Problem to work on:
Output every entry exactly as it appears.
━━━ The records ━━━
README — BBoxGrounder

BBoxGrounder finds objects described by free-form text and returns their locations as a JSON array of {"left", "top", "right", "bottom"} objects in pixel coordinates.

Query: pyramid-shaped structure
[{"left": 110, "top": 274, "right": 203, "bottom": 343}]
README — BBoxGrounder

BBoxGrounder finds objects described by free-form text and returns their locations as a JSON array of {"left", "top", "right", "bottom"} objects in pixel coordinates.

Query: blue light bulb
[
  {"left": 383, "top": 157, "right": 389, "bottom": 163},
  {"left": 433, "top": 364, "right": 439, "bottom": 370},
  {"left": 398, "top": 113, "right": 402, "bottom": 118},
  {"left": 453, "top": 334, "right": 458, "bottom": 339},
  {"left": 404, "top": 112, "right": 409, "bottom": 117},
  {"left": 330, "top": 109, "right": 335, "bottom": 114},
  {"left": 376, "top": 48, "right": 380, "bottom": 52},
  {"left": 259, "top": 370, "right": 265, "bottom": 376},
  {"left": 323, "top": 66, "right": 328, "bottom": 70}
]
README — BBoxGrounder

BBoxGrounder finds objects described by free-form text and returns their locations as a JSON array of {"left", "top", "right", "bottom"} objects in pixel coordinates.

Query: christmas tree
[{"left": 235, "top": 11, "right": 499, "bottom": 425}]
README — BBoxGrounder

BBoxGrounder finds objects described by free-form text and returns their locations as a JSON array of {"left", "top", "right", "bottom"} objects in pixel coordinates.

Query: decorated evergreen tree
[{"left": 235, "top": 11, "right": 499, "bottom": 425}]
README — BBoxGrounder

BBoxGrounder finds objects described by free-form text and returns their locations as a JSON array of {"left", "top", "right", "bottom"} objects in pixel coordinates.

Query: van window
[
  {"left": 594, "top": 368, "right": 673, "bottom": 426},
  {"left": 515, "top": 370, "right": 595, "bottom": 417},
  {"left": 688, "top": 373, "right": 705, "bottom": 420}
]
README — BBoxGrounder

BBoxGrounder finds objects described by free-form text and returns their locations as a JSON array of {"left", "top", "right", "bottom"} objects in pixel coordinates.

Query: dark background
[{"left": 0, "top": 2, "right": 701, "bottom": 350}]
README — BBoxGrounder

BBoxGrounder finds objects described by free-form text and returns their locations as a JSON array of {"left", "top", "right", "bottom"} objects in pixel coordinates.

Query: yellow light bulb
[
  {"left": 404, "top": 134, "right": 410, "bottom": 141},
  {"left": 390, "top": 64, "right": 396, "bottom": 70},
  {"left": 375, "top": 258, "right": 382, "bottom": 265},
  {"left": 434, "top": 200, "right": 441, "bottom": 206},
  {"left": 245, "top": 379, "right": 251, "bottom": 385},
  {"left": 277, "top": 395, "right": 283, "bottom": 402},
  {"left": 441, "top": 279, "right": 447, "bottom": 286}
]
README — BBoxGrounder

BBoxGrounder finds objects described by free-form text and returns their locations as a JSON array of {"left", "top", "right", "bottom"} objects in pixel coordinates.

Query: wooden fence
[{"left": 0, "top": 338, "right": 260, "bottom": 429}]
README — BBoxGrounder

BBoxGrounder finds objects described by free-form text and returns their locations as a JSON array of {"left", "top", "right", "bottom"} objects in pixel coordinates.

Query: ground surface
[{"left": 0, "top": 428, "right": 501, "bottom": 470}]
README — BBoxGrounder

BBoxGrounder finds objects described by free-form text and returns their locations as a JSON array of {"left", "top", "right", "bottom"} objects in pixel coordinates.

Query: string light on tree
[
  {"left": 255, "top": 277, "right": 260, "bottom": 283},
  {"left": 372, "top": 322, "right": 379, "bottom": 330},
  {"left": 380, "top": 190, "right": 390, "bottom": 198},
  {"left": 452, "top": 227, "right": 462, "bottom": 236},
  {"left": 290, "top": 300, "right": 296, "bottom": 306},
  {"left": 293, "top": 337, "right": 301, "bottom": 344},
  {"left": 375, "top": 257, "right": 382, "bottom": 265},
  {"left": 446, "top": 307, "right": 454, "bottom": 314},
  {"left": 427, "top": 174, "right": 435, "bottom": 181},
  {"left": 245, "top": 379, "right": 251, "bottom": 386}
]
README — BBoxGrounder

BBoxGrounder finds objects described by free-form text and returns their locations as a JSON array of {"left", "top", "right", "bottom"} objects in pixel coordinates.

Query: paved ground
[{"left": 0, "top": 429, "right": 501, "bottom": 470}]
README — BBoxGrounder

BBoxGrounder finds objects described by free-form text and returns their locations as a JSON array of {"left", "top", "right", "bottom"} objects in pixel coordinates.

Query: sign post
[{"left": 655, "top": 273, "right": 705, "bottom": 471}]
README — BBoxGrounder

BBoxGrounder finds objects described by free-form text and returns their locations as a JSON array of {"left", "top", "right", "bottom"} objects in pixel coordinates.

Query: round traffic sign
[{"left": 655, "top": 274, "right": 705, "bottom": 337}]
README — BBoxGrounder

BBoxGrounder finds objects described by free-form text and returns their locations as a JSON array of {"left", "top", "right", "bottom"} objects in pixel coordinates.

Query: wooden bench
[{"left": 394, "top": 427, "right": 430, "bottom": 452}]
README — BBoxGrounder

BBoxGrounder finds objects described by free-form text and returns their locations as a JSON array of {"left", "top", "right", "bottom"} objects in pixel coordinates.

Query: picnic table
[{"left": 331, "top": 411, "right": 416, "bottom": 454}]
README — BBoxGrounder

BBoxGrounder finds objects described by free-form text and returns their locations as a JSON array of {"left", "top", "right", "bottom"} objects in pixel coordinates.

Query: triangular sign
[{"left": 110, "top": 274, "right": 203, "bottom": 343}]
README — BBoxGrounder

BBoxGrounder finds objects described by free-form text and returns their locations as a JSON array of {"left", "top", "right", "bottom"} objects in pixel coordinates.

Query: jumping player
━━━
Worked solution:
README — BBoxGrounder

BBoxGrounder finds objects described by free-form text and returns their locations as a JSON array of {"left", "top", "right", "bottom"} objects in pixel coordinates.

Query: pyramid-shaped structure
[{"left": 110, "top": 274, "right": 203, "bottom": 343}]
README — BBoxGrounder

BBoxGrounder finds objects described by free-form text and returns their locations as a JSON array of {"left", "top", "right", "bottom"} objects in pixel coordinates.

Query: blue light bulb
[
  {"left": 383, "top": 157, "right": 389, "bottom": 163},
  {"left": 433, "top": 364, "right": 439, "bottom": 370},
  {"left": 398, "top": 113, "right": 402, "bottom": 118},
  {"left": 453, "top": 334, "right": 458, "bottom": 339},
  {"left": 404, "top": 112, "right": 409, "bottom": 117},
  {"left": 330, "top": 109, "right": 335, "bottom": 114},
  {"left": 376, "top": 48, "right": 380, "bottom": 52},
  {"left": 259, "top": 370, "right": 265, "bottom": 376},
  {"left": 323, "top": 66, "right": 328, "bottom": 70}
]
README — BBoxGrounder

BBoxGrounder finds objects described by free-form text and returns their locations as a JSON array of {"left", "top", "right", "bottom"} objects in pixel coordinates.

Query: christmas tree
[{"left": 235, "top": 11, "right": 499, "bottom": 425}]
README — BBoxGrounder

BBoxGrounder finds objects described by free-form text and returns their locations as a JSON array of {"left", "top", "right", "bottom"} objects in pixel coordinates.

Query: decorated evergreen tree
[{"left": 235, "top": 11, "right": 499, "bottom": 425}]
README — BBoxGrounder

BBoxGrounder finds objects described by free-form text and returns their locations as a JSON array of {"left", "top", "right", "bottom"} objects in pixel coordinates.

Query: van window
[
  {"left": 594, "top": 368, "right": 673, "bottom": 426},
  {"left": 515, "top": 370, "right": 595, "bottom": 417},
  {"left": 688, "top": 373, "right": 705, "bottom": 420}
]
README — BBoxGrounder

BBoxGrounder finds objects described by free-form text and returns their locations as a JSON array of {"left", "top", "right", "bottom"} objects in pixel coordinates.

Query: dark background
[{"left": 0, "top": 2, "right": 701, "bottom": 350}]
README — BBoxGrounder

BBoxGrounder finds objects described by free-form text and returns their locations as a JSON array of {"left", "top", "right", "bottom"} objects in pixel coordinates.

Query: yellow light bulb
[
  {"left": 404, "top": 134, "right": 410, "bottom": 141},
  {"left": 390, "top": 64, "right": 396, "bottom": 70},
  {"left": 375, "top": 258, "right": 382, "bottom": 265},
  {"left": 434, "top": 200, "right": 441, "bottom": 206},
  {"left": 245, "top": 379, "right": 251, "bottom": 385},
  {"left": 277, "top": 395, "right": 283, "bottom": 402},
  {"left": 441, "top": 279, "right": 447, "bottom": 286}
]
README — BBoxGrounder

BBoxGrounder finds objects described by free-form text and returns their locations as a JSON array of {"left", "top", "right", "bottom"} objects in pixel coordinates.

Query: wooden fence
[{"left": 0, "top": 338, "right": 260, "bottom": 429}]
README — BBoxGrounder

BBoxGrounder finds objects described by free-form text and returns their locations as a JSON array of {"left", "top", "right", "bottom"} objects in pixel coordinates.

Query: ground surface
[{"left": 0, "top": 428, "right": 501, "bottom": 470}]
README — BBoxGrounder

BBoxGrounder finds objects described by free-form text and returns their locations as a JSON array of {"left", "top", "right", "bottom"} objects in pixel coordinates.

Query: string light on tree
[
  {"left": 255, "top": 277, "right": 260, "bottom": 283},
  {"left": 372, "top": 322, "right": 379, "bottom": 330},
  {"left": 380, "top": 190, "right": 390, "bottom": 198},
  {"left": 452, "top": 227, "right": 462, "bottom": 236},
  {"left": 290, "top": 300, "right": 296, "bottom": 306},
  {"left": 293, "top": 337, "right": 301, "bottom": 344},
  {"left": 375, "top": 257, "right": 382, "bottom": 265},
  {"left": 446, "top": 307, "right": 454, "bottom": 314},
  {"left": 427, "top": 174, "right": 435, "bottom": 181},
  {"left": 245, "top": 379, "right": 251, "bottom": 386}
]
README — BBoxGrounder

BBoxGrounder finds objects described by free-form text and returns their locations as a JSON array of {"left", "top", "right", "bottom"} objects in pixel coordinates.

Query: paved ground
[{"left": 0, "top": 429, "right": 501, "bottom": 470}]
README — BBoxGrounder

BBoxGrounder finds objects described by free-form text and returns their locations as a JSON array of {"left", "top", "right", "bottom"} objects in pixel coordinates.

Query: sign post
[{"left": 655, "top": 273, "right": 705, "bottom": 471}]
README — BBoxGrounder

BBoxGrounder finds objects described by free-form text and returns their locations as a JSON array of {"left", "top", "right", "bottom"} objects in pixel coordinates.

Query: round traffic sign
[{"left": 655, "top": 274, "right": 705, "bottom": 337}]
README — BBoxGrounder

BBoxGrounder finds objects described by free-form text and returns their locations as a JSON array of {"left", "top", "right", "bottom"} objects in pixel coordinates.

Query: wooden bench
[{"left": 394, "top": 427, "right": 430, "bottom": 452}]
README — BBoxGrounder

BBoxGrounder finds objects described by free-form text and returns their locations as a JSON array of {"left", "top", "right", "bottom"} objects in pixel coordinates.

Query: picnic table
[{"left": 331, "top": 411, "right": 416, "bottom": 454}]
README — BBoxGrounder

BBoxGrounder finds objects described by free-form text and returns their locations as a JSON array of {"left", "top", "right", "bottom"} objects in pixel coordinates.

Query: triangular sign
[{"left": 110, "top": 274, "right": 203, "bottom": 343}]
README — BBoxGrounder

BBoxGrounder finds objects described by free-form text and returns their locations as a JSON array of {"left", "top", "right", "bottom"} objects in pixel coordinates.

Query: jumping player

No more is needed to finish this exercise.